### RECORDS PROVIDED
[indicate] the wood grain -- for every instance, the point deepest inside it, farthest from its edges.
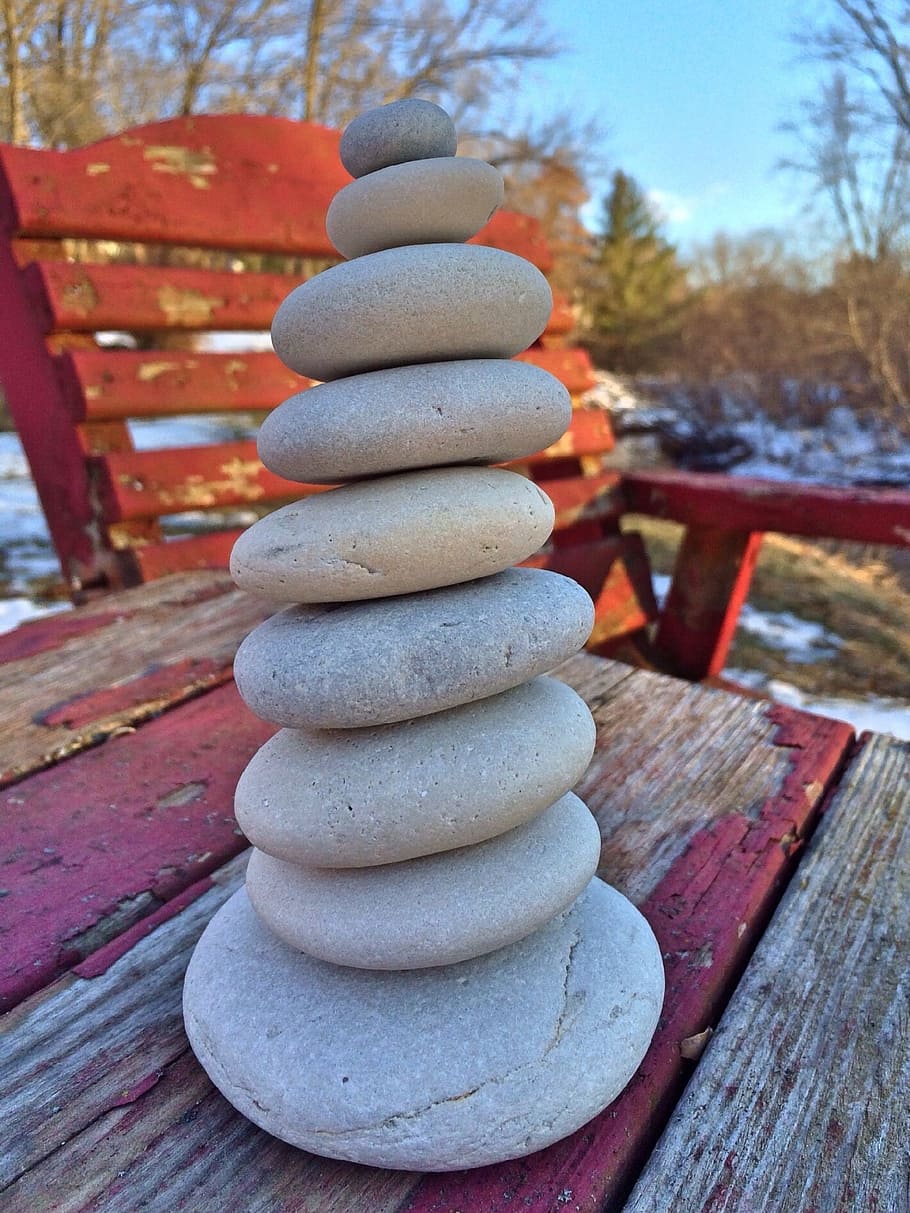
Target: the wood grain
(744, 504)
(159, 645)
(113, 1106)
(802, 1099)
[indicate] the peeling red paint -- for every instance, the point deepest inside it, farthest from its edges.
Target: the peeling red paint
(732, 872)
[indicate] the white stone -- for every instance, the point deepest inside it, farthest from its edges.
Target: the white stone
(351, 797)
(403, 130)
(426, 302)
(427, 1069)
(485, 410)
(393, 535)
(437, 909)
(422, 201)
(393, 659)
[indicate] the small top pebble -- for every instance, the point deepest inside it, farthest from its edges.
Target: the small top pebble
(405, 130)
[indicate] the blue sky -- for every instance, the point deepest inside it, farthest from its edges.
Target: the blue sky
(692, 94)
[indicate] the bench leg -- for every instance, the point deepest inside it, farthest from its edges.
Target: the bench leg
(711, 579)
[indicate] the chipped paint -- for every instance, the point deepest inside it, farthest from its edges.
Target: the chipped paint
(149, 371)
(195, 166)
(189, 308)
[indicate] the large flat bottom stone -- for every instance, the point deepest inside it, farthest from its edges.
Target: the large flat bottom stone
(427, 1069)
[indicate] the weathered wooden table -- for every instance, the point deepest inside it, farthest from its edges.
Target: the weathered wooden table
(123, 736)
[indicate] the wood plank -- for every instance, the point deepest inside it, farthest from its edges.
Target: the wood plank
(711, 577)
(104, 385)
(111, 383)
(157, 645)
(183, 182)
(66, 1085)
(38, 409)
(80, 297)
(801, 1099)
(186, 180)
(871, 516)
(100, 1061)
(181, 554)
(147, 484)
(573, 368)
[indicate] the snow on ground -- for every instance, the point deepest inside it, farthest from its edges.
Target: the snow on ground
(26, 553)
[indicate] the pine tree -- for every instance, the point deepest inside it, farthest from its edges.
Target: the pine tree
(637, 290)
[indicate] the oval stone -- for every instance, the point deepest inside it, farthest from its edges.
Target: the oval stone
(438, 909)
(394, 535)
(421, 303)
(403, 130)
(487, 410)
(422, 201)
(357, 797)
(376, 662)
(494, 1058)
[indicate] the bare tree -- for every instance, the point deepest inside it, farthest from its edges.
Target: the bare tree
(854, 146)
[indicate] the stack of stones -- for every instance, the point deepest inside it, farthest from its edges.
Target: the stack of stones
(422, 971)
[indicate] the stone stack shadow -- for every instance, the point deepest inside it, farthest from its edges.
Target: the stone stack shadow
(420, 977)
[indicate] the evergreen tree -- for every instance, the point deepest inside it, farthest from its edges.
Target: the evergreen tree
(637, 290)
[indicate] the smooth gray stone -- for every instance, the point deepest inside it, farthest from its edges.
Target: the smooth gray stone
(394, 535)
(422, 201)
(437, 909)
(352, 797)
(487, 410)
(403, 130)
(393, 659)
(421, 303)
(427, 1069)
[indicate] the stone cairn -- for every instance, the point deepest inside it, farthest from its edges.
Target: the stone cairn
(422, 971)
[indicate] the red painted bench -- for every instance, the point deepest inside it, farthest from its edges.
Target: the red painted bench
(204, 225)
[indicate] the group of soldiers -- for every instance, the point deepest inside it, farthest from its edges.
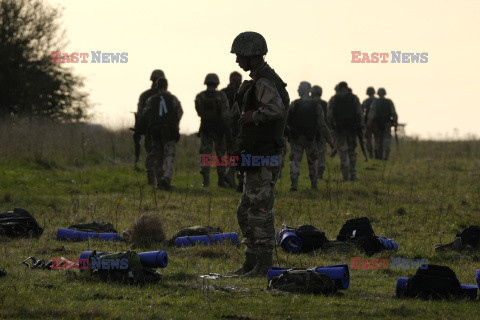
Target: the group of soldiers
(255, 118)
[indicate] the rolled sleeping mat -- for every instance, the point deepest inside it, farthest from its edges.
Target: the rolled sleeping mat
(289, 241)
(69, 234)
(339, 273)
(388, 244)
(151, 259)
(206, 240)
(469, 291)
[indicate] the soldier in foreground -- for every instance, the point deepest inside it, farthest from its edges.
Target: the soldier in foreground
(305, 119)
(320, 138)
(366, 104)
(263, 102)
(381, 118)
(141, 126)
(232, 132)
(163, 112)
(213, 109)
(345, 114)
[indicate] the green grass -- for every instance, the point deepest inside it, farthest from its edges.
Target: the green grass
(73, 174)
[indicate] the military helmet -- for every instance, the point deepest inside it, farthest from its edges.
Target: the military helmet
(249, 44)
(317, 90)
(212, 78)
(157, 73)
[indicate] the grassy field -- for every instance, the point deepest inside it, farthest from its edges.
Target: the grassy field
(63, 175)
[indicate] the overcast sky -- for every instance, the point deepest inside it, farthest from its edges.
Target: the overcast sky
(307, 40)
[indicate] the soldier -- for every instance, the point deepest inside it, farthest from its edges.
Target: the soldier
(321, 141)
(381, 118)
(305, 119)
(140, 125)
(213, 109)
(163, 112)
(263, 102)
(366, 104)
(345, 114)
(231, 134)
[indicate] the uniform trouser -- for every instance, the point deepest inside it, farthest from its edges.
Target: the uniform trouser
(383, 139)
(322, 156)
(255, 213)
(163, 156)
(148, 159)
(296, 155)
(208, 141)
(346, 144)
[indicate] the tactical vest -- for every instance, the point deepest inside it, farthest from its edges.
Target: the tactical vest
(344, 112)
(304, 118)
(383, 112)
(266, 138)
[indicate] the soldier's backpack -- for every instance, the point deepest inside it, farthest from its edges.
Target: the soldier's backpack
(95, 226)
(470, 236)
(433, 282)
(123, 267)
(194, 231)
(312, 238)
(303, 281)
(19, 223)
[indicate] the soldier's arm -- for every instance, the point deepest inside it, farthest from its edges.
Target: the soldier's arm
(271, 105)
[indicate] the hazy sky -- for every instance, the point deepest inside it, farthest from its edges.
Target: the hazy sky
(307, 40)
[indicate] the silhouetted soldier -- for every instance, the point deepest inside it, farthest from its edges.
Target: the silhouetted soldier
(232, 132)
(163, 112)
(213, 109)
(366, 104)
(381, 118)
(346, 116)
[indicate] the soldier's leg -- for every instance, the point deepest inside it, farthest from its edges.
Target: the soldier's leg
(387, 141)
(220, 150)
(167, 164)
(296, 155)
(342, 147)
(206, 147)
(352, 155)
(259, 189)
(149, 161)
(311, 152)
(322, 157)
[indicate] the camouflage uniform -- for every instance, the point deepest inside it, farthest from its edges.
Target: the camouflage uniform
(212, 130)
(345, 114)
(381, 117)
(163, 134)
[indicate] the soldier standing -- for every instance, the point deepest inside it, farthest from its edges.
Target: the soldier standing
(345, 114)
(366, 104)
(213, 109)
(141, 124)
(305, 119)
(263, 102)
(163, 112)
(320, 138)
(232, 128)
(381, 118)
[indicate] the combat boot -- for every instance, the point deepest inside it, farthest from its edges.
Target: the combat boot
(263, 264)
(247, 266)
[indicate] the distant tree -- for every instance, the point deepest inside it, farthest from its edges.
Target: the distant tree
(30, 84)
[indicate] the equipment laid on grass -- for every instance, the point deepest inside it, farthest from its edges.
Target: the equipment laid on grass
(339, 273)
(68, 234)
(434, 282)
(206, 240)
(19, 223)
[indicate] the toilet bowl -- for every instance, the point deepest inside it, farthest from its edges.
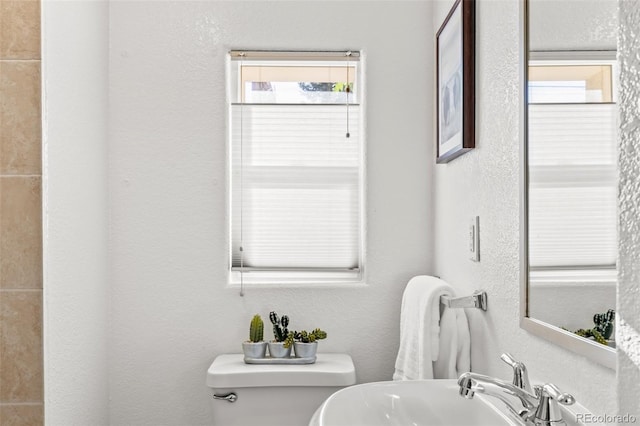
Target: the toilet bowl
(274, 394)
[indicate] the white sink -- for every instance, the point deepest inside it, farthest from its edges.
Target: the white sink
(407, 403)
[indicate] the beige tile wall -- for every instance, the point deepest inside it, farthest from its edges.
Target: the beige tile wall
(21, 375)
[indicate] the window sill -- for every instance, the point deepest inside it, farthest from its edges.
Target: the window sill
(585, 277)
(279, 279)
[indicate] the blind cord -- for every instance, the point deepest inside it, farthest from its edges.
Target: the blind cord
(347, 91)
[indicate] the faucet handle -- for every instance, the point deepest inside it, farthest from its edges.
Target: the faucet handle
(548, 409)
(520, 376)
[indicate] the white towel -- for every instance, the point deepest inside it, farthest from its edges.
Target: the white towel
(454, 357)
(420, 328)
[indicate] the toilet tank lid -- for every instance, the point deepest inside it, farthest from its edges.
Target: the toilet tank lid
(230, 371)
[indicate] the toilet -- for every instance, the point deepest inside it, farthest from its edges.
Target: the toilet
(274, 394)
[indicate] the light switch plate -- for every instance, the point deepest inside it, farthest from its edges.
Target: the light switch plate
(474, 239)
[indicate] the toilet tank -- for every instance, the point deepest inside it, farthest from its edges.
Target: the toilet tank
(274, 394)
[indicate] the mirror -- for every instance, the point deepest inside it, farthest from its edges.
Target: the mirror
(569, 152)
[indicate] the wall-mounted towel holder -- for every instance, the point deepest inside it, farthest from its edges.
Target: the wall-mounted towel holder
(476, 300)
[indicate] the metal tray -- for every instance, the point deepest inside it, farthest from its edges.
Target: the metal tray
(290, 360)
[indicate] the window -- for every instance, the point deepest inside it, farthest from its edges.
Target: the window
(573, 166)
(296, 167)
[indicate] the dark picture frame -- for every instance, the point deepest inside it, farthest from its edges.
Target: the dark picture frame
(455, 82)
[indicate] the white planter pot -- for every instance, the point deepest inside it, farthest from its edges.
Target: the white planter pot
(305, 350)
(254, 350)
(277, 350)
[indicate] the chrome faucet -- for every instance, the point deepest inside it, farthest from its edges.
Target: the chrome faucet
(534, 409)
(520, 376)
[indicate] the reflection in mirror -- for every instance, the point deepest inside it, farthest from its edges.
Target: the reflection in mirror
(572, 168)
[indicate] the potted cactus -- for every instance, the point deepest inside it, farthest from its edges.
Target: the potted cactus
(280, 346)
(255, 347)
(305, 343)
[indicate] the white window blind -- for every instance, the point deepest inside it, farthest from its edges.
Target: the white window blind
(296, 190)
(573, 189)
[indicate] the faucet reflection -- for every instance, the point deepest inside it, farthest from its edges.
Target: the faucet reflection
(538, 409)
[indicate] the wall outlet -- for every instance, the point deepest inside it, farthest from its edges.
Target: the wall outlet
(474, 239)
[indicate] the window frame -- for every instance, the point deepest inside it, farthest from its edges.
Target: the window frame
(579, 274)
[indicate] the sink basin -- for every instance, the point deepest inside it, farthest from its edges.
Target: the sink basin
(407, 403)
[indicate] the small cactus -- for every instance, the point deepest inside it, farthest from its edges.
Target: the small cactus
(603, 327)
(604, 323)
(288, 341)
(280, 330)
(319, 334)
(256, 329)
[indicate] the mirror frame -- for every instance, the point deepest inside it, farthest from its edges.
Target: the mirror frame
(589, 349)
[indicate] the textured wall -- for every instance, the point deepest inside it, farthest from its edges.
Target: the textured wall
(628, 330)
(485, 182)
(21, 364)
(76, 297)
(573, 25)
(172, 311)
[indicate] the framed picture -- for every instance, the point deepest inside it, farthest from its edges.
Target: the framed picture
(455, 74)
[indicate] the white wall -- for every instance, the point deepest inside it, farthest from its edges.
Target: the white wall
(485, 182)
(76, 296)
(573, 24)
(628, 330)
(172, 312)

### EXERCISE DIRECTIONS
Everything from the line with "[indicate] the sink" through the last line of the material above should be echoed exactly, and nothing else.

### EXERCISE OUTPUT
[indicate] the sink basin -- for every instance, the point deepest inside it, farthest from its edges.
Target: the sink basin
(407, 403)
[indicate] the small cactus -- for every instance, the point deepest inside it, farthest from its edges.
Target: the small cactus
(603, 327)
(604, 323)
(288, 341)
(280, 330)
(319, 334)
(256, 329)
[indicate] the mirror frame -- for every instance, the point deepest inside it, farthest from its edges.
Target: the mirror frame
(589, 349)
[indicate] the textured wall -- for every instance, the point deepest inside it, farthest from its edges.
Target: the textured wall
(628, 330)
(485, 182)
(21, 364)
(76, 297)
(573, 25)
(172, 311)
[indicate] the framed picture -- for every instance, the point deepest inside it, farthest from its edges.
Target: the framed picture
(455, 74)
[indicate] the white wall -- for every instance, the point deepest inside it, farthest from its edges.
Target: the white wall
(485, 182)
(76, 296)
(573, 24)
(628, 330)
(172, 312)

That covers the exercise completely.